## Passage shown

■ ■ ■ ■ ■

Requests for help from small businesses and nonprofits in Alexandria and Douglas County that are recovering from the COVID-19 pandemic has been “overwhelming,” according to city leaders.

In August, the Alexandria City Council and the Douglas County Board agreed to set up a program for local businesses and nonprofits using money they received from the federal Coronavirus Aid, Relief, and Economic Security, or CARES Act.

So far, there have been 188 applications for $5.1 million from a pool of $3.3 million. The county put in $3.2 million and the city contributed $105,000, according to City Administrator Marty Schultz.

The applications, which were due by Sept. 4, are currently under review. Not all of the applications will be eligible for the program but Nicole Fernholz, director of the Alexandria Area Economic Development Commission, said she expects the pool will fall about $250,000 short of meeting the qualified applications.

But more help is on the way.

Newsletter signup for email alerts

At Monday’s Alexandria City Council meeting, the council agreed to put another $250,000 into the program, allowing more applicants to receive grants.

Before the action was taken, council member Bill Franzen asked Fernholz how many of the applications were from within the city. She said that about 64% were from within the city and 36% were from greater Douglas County.

To qualify for a grant:

  • For-profit businesses in the county must show their gross revenue dropped at least 25% between March 1 and May 30, compared to the previous year, because of COVID-19.

  • The grants are for small businesses with 100 employees or fewer. Employees may be either W-2 employees or independent contractors.

  • Nonprofits can request up to $50,0000 based on need.

■ ■ ■ ■ ■

## Directions
1. List every person the article on the CARES Act grant program for Alexandria and Douglas County names.
2. Write a continuation of the article on the CARES Act grant program for Alexandria and Douglas County, starting after its last sentence.

## Information shown

■ ■ ■ ■ ■

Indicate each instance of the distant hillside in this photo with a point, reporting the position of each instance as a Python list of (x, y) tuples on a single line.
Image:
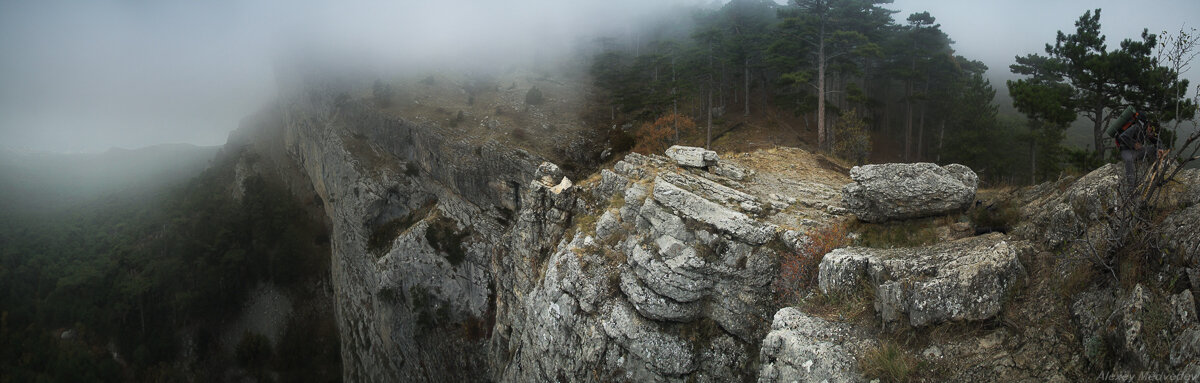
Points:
[(47, 183)]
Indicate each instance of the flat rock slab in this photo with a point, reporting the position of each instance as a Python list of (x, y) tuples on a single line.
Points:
[(963, 280), (691, 156), (723, 219), (901, 191)]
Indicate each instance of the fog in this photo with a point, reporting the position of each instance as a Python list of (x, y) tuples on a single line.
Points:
[(88, 76), (996, 31)]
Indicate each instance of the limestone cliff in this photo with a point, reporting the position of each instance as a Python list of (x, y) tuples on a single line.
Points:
[(465, 261), (467, 258)]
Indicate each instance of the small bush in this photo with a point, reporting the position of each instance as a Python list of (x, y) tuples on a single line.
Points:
[(520, 133), (798, 270), (889, 363), (911, 233), (534, 96), (621, 141), (655, 137), (999, 216)]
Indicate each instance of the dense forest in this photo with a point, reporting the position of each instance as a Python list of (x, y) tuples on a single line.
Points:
[(835, 65), (108, 291)]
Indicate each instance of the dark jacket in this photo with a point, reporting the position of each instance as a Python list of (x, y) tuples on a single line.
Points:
[(1137, 133)]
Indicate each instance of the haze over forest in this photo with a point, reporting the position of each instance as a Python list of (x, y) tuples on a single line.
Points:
[(91, 76), (597, 190)]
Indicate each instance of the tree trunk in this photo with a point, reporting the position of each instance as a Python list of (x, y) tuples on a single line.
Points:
[(747, 88), (941, 139), (907, 123), (708, 141), (821, 69), (1033, 159), (1098, 132)]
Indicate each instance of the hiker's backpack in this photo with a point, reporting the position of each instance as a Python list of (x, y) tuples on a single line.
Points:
[(1122, 123)]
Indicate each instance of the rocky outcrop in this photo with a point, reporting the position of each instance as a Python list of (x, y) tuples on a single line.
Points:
[(901, 191), (805, 348), (669, 283), (691, 156), (963, 280)]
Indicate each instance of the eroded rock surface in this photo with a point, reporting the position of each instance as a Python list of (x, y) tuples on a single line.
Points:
[(804, 348), (901, 191), (963, 280), (691, 156)]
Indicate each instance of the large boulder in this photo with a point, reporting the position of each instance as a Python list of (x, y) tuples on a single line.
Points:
[(691, 156), (901, 191), (804, 348), (963, 280)]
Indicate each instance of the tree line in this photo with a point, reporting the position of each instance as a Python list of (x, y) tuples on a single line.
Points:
[(819, 60)]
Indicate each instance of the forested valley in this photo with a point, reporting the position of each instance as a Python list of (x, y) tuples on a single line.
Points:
[(107, 289)]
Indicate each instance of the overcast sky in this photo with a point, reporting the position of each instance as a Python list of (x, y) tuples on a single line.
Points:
[(87, 76)]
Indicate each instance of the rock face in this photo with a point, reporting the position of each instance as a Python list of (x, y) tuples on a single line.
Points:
[(963, 280), (901, 191), (466, 261), (804, 348), (666, 285), (691, 156)]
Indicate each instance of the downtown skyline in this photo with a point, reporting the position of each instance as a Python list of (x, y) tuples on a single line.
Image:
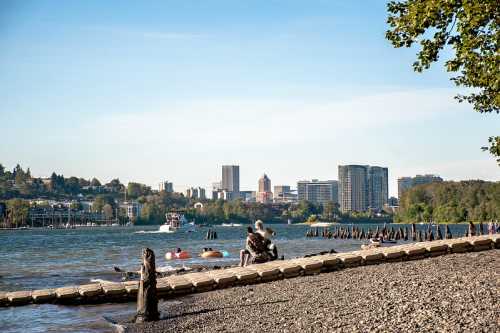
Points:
[(175, 91)]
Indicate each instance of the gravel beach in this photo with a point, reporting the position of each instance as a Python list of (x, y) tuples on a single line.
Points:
[(453, 293)]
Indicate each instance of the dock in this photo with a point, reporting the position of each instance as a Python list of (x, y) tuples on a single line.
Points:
[(179, 285)]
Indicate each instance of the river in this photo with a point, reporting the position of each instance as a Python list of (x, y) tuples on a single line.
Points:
[(44, 258)]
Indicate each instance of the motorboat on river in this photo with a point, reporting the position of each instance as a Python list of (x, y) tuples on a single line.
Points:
[(174, 221)]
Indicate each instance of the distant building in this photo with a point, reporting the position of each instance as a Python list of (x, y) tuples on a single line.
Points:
[(248, 196), (195, 193), (283, 193), (318, 191), (231, 180), (216, 187), (404, 183), (393, 202), (201, 193), (225, 195), (378, 187), (362, 187), (264, 195), (166, 186)]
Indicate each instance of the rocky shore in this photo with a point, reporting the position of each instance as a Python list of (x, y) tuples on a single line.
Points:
[(453, 293)]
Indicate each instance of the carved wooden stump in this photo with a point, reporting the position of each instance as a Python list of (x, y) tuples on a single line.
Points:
[(147, 300)]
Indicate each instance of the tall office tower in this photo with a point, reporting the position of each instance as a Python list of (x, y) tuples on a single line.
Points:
[(318, 191), (405, 183), (231, 179), (353, 188), (264, 184), (378, 187), (201, 193), (264, 195), (166, 186), (283, 193), (192, 193)]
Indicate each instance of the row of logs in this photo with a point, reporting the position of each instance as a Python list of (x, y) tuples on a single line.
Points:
[(211, 234), (471, 230), (385, 233)]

■ ■ ■ ■ ■

## Outputs in order
1. Marty Schultz, Nicole Fernholz, Bill Franzen

2.
The city has received a total of $1,051,000 in CARES Act funds but hasn’t spent all of it yet.

Besides its $105,000 contribution to help small businesses, the city has used about $100,000 and is looking at spending about $400,000 on other improvements, such as new plumbing fixtures, Schultz said. Even after those expenses, Schultz said the city will be able to accommodate Fernholz’s request.

Mayor Sara Carlson supported the decision. “It’s being put back into the economy,” she said. “We’re not giving it away.”

If the city doesn’t allocate all of its CARES Act funds, the leftover amount will go to the county and if the county has any unallocated funds, the money will go to the state.

In related action, the council approved a monthly report of how it is using CARES Act funds for local government activities.

Allocations for August totaled $33,531 and included $10,077 for employee services that were dedicated to mitigating or responding to COVID-19; $13,193 to buy personal protection equipment, hand sanitizers and stands, and miscellaneous supplies; $2,749 for providing and updating telework capabilities for staff to work from home; $5,113 for providing paid sick time and paid family leave; and $2,400 in liquor license refunds, COVID-19 training meals and emergency grant writing expenses.

Combined with the expenses in July, the city has now used $43,910 of its CARES Act funds for local government activities.